◆ TEXT EXCERPT ◆
--- START ---

APEX PREDATORS

Research pinpoints predators' impact on ecosystems

Ecosystems and food chains are most often considered from the bottom up, said East Carolina University biology professor Dr. Michael McCoy, but just as important are the impacts from the top down of changes in the predator population.

McCoy, along with a team of researchers from Virginia Commonwealth University, Radford University and McMaster University, has received a grant from the National Science Foundation to further the development and testing of models that will help scientists understand and predict the effects of predator diversity on ecosystems.

“In ecology and how ecosystems function, plants garner the energy from the sun to produce new plant matter, which is consumed by herbivores, and food chains are fueled by this bottom-up process,” McCoy said. “But over the last couple of decades it has become more and more obvious that predators play a really important role in how ecosystems actually function, because they eat the things that eat the plants.”

Apex predators, because of their position at the top of the food chain, are often among the first species lost from a food web, whether it’s due to habitat destruction, climate change or the introduction of invasive species. Some large predators are also the most likely animals to have conflicts with humans – think sharks, lions and wolves.

The impact that the loss of a predator species or the introduction of a new predator species can have on the downstream functions of an ecosystem is hard to predict.

--- END ---

◆ EXTRACTED RECORDS ◆
--- START ---

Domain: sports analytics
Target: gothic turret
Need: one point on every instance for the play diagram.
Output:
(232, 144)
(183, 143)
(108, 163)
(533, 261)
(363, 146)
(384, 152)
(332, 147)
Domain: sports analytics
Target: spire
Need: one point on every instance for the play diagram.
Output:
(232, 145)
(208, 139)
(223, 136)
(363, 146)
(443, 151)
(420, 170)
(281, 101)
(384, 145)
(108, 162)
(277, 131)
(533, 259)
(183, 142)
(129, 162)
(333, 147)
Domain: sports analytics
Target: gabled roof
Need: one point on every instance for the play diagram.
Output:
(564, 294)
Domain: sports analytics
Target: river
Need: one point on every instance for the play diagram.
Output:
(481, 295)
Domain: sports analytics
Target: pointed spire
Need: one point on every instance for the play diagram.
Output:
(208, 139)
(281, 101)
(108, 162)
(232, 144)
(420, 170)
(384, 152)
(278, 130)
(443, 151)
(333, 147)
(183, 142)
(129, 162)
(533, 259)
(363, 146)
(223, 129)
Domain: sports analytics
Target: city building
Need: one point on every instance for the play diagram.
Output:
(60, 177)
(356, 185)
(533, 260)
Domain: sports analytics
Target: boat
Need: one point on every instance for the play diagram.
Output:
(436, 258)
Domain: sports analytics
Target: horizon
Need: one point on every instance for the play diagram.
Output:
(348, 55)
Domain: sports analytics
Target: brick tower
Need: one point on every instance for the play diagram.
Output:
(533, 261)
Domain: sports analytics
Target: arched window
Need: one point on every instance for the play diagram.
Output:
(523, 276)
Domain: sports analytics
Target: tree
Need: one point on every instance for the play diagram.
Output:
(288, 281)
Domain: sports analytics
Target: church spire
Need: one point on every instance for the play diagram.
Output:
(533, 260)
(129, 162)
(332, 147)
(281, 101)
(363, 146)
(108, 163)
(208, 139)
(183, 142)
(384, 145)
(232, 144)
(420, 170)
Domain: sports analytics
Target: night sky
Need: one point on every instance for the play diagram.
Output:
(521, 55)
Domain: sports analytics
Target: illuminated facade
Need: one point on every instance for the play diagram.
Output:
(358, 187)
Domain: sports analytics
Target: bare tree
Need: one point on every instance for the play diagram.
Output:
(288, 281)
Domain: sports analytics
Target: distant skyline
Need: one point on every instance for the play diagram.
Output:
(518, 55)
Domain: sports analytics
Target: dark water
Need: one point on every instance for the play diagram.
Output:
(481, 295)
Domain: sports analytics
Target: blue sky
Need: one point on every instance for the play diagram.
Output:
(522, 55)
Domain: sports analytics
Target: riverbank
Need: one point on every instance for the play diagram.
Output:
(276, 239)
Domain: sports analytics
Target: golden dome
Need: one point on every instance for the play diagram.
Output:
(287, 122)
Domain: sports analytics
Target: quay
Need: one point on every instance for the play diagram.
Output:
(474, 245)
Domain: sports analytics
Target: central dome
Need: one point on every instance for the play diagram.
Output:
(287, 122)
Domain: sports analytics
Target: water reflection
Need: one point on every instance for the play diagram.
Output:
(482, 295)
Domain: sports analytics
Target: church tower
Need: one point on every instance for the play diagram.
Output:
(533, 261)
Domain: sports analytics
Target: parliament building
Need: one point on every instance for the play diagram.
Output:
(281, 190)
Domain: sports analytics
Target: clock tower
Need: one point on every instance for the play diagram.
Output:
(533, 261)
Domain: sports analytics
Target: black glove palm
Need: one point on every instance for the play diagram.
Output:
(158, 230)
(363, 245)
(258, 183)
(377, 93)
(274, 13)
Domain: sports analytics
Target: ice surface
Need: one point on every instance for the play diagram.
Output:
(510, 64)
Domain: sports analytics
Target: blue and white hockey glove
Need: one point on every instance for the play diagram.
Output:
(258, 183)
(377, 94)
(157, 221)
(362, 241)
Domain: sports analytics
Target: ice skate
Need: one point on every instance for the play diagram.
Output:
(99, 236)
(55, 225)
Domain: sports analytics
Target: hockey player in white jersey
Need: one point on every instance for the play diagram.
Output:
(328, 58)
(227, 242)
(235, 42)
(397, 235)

--- END ---

In the apex predators article, which organization awarded the grant to McCoy and the other researchers?

The National Science Foundation.